FANTASIA14 REVIEW: The One I Love [2014]

Score: 8/10 | ★ ★ ★


Rating: R | Runtime: 91 minutes | Release Date: August 22nd, 2014 (USA)
Studio: RADiUS-TWC
Director(s): Charlie McDowell
Writer(s): Justin Lader

“It’ll give you a chance to reset the reset button”

My plan is to not share any huge spoilers where The One I Love is concerned, but just saying that pretty much provides one by admitting there are spoilers to be had. So, like I said with another sci-fi gem this year entitled Coherence, don’t read anything at all if you want an unblemished experience. Honestly, that should be the way you enter all art—at least the ones worth watching due to their having substance above empty theatrics spoon-feeding audiences exactly what Hollywood thinks we want. We could have a never-ending discussion about film criticism and the role “spoilers” play within it insofar as acknowledging that someone writing about art should never censor him/herself. After all, criticism and theorem are meant to spark conversation after the fact, not serve as mere endorsement or, even worse, advertisement.

But that’s a topic for another day because I want to share this film with friends, family, and cinephiles alike by piquing their interest without giving too much of its mysterious appeal away. So I’ll take my chances, make apologies to screenwriter Justin Lader and director Charlie McDowell—both first-time feature filmmakers—in case I let a whisker out of the bag, and attempt to paint a picture of The One I Love above its gimmick and surprises. Don’t get me wrong: it’s still very much both those things. However, when gimmick works you have to dig deeper into why. How does it resonate and allow you to relate to its characters barely treading water in a marriage teetering on divorce? How does the device succeed at exposing their wants and desires, opening a window for your own self-reflection?
***
# ACTIVITY:
From the review of The One I Love, give the passage again beginning at the words "My plan is to" and ending after "even worse, advertisement.", substituting "sci-fi film" for "sci-fi gem".
***
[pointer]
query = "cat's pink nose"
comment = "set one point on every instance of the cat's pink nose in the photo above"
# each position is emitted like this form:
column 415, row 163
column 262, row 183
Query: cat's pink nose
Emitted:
***
# REPLY:
My plan is to not share any huge spoilers where The One I Love is concerned, but just saying that pretty much provides one by admitting there are spoilers to be had. So, like I said with another sci-fi film this year entitled Coherence, don’t read anything at all if you want an unblemished experience. Honestly, that should be the way you enter all art—at least the ones worth watching due to their having substance above empty theatrics spoon-feeding audiences exactly what Hollywood thinks we want. We could have a never-ending discussion about film criticism and the role “spoilers” play within it insofar as acknowledging that someone writing about art should never censor him/herself. After all, criticism and theorem are meant to spark conversation after the fact, not serve as mere endorsement or, even worse, advertisement.